DIRECTIVE => Rewrite the records from the line containing "Outline shrub above." through the line containing "106, 0, 233, 142", both included, keeping every line but adding 109 to each box coordinate in the answers. Leave the requests and their format samples unchanged.

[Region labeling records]
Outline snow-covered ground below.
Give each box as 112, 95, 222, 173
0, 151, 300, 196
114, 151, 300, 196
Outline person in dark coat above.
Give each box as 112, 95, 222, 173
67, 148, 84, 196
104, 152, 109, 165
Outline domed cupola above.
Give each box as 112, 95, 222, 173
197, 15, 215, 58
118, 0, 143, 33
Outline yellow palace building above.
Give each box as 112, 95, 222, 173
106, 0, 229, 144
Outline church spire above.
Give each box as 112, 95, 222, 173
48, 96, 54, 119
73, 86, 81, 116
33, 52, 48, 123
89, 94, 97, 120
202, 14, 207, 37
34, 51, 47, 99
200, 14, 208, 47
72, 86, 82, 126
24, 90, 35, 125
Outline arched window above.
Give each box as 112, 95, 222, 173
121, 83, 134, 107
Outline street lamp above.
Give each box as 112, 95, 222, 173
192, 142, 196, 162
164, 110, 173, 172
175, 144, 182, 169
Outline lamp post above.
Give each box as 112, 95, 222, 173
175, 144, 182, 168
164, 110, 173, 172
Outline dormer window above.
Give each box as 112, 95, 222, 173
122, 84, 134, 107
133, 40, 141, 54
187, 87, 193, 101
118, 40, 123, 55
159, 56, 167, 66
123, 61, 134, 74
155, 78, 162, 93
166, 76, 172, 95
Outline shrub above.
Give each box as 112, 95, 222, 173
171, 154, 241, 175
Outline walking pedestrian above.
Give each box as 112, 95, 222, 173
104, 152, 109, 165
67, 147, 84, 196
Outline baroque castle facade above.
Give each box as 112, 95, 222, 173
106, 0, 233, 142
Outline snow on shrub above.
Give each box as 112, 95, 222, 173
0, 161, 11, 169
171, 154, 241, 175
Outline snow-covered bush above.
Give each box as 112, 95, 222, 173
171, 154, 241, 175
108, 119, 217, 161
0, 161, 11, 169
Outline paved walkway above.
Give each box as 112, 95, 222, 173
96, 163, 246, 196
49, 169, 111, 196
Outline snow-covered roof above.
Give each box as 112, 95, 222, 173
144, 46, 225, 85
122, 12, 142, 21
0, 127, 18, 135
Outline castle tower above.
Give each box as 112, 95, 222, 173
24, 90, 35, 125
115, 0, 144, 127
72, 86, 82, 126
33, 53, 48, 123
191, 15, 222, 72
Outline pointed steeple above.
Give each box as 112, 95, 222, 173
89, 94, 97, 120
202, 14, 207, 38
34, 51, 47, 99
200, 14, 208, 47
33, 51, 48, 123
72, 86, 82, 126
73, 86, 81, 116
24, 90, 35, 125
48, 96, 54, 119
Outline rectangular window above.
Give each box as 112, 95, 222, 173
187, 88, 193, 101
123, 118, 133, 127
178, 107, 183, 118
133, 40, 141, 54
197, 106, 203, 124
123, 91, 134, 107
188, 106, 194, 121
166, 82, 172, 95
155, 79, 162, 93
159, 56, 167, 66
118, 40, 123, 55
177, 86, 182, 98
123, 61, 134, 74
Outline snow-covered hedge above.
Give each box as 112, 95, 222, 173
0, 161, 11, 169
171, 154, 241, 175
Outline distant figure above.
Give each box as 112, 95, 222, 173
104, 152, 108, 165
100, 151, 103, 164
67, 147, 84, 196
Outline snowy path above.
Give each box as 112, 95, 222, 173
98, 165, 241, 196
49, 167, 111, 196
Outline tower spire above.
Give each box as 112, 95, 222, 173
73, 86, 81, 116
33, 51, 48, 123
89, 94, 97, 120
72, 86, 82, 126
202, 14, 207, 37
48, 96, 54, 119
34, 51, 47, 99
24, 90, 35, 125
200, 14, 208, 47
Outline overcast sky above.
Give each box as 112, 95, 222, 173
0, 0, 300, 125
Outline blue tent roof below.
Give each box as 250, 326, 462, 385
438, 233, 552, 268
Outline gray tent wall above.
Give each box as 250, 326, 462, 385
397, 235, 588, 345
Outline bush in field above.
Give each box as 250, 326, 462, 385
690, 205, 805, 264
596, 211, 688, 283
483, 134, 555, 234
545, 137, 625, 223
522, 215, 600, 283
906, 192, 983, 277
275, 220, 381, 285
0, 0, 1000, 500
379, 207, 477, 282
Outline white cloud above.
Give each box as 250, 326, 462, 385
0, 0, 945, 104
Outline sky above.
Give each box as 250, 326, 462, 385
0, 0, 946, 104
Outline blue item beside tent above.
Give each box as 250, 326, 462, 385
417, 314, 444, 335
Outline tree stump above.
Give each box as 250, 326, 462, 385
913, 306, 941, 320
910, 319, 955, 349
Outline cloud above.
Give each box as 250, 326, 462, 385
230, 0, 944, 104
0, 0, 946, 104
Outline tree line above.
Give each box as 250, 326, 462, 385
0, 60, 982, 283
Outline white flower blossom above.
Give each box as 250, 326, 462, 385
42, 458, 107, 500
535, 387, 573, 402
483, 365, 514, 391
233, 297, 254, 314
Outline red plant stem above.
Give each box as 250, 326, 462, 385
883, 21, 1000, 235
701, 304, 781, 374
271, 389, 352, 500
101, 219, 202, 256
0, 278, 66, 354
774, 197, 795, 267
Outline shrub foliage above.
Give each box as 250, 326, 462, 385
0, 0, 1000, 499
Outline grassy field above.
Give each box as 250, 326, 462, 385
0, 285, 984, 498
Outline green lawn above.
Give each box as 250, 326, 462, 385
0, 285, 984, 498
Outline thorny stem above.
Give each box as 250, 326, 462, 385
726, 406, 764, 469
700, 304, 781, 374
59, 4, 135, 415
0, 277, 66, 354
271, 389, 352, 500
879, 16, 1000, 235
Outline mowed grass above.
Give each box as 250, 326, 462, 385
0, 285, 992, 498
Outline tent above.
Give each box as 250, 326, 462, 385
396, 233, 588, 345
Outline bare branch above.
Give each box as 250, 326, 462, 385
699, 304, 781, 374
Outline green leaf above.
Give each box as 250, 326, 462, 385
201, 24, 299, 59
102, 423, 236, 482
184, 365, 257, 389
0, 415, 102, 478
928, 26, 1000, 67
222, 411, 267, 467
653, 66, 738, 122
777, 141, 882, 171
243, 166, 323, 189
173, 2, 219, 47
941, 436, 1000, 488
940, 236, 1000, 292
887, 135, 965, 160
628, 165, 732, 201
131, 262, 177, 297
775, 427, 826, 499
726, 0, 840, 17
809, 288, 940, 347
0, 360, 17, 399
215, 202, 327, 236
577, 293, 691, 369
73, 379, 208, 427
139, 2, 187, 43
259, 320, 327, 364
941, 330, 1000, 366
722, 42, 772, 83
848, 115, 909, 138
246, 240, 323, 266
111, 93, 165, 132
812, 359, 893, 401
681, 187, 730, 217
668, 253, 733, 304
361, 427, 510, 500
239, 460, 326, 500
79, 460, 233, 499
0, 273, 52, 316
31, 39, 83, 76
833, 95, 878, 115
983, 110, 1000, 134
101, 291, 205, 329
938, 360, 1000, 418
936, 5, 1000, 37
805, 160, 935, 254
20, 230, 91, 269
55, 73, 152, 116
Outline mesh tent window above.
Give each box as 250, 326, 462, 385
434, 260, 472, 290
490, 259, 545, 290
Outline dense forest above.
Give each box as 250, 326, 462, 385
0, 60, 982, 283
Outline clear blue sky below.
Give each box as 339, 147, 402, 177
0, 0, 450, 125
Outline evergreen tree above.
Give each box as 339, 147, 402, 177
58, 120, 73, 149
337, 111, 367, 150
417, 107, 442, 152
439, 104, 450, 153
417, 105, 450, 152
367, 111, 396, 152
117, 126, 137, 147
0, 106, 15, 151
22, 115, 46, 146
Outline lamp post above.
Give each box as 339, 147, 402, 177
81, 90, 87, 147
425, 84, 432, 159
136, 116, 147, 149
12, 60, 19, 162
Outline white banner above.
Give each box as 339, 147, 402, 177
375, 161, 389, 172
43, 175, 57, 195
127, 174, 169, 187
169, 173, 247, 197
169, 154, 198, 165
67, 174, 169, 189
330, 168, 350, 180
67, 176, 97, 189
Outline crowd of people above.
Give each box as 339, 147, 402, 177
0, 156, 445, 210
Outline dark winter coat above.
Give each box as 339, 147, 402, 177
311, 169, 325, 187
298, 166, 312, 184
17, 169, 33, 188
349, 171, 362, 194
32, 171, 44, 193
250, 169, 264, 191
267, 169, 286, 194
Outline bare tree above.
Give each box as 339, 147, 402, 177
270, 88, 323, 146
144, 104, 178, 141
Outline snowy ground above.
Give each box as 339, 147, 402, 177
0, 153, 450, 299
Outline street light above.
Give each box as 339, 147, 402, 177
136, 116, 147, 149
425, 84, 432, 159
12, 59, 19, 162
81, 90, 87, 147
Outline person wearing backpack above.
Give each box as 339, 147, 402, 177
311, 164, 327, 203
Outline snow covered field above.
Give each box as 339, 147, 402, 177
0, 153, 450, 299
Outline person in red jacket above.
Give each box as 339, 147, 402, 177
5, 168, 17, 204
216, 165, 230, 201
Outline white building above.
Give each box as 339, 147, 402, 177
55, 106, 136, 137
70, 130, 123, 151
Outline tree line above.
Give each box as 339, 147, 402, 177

ANSWER =>
Outline shrub above.
Give each box as 112, 95, 222, 173
280, 263, 350, 284
Outline walking pedestrian above.
Give each box as 112, 95, 222, 173
213, 261, 218, 274
176, 256, 193, 305
Outline baroque castle facade above.
Give each box as 112, 95, 222, 173
215, 109, 342, 251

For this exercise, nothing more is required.